- [EXERCISE DESCRIPTION] Your task is to repeat, word for word, the line containing "of the cluster" and all lines that follow it to the end of the material, and no other lines.

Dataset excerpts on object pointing
▬▬▬

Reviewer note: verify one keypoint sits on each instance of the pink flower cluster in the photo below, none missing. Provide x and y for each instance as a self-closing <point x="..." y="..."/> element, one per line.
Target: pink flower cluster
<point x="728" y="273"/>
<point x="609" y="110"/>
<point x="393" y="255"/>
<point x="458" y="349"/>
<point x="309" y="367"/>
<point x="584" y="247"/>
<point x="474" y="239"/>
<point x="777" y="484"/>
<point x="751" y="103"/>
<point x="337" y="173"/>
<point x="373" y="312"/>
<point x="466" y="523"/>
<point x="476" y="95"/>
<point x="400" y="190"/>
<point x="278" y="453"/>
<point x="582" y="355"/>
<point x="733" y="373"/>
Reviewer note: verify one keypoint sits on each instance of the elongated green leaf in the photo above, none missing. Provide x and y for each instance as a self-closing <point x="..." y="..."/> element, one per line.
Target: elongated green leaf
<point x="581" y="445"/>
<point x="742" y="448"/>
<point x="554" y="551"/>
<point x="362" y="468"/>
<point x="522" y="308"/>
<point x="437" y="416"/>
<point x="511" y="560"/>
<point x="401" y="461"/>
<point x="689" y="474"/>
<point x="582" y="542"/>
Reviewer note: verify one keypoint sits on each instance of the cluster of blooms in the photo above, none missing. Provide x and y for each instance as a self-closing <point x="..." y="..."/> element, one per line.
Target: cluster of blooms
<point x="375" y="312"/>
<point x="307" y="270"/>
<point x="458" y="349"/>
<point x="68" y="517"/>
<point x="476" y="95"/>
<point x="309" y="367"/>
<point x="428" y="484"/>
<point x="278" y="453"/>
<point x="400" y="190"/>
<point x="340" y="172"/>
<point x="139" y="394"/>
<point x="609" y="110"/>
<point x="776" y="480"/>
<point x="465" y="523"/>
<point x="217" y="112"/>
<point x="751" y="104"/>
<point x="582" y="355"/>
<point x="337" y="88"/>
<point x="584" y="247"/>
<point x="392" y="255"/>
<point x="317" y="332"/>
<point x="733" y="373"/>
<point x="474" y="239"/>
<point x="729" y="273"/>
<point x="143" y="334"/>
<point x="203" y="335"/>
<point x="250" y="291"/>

▬▬▬

- [ANSWER TO THIS TASK]
Reviewer note: verify one keypoint sits on each instance of the cluster of blooms in the photo above, none missing. Provide x and y for each instance as a self-closing <point x="..." y="..."/> element, one per line.
Target: cluster of blooms
<point x="375" y="312"/>
<point x="307" y="270"/>
<point x="458" y="349"/>
<point x="68" y="517"/>
<point x="476" y="95"/>
<point x="309" y="367"/>
<point x="428" y="484"/>
<point x="278" y="453"/>
<point x="400" y="190"/>
<point x="340" y="172"/>
<point x="139" y="394"/>
<point x="609" y="110"/>
<point x="776" y="480"/>
<point x="465" y="523"/>
<point x="217" y="112"/>
<point x="751" y="104"/>
<point x="582" y="355"/>
<point x="337" y="88"/>
<point x="584" y="247"/>
<point x="392" y="255"/>
<point x="317" y="332"/>
<point x="733" y="373"/>
<point x="474" y="239"/>
<point x="729" y="273"/>
<point x="143" y="334"/>
<point x="203" y="335"/>
<point x="250" y="291"/>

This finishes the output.